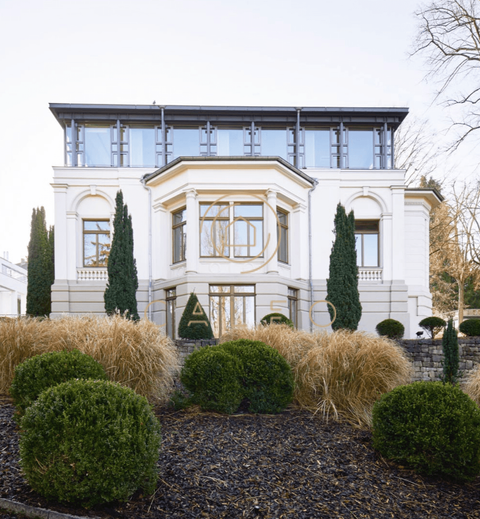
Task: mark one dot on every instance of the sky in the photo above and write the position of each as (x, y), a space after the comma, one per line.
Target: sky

______________________________

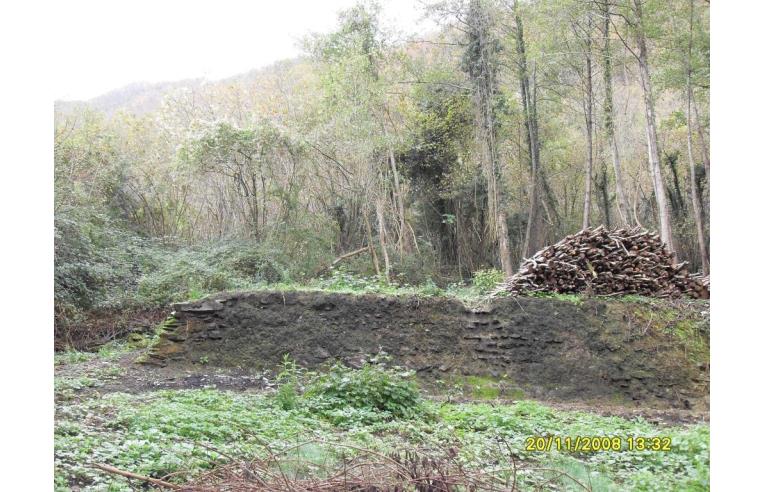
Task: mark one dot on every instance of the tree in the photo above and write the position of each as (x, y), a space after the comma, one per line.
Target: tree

______________________________

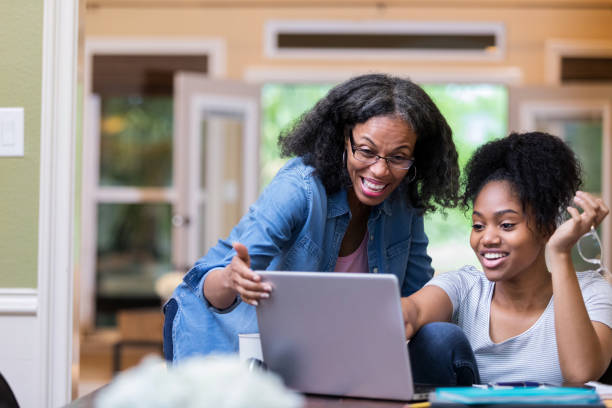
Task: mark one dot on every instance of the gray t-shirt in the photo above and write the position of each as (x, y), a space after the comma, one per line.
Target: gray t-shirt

______________________________

What is required: Please return the listing lines from the one containing "Task: mark one dot on every instance of the sky" through the one containing "Target: sky", copying each line unchanged.

Expected output:
Task: mark one dot on every instance of the sky in the photo above and write the position of each as (x, y), a space after the comma, one per line.
Target: sky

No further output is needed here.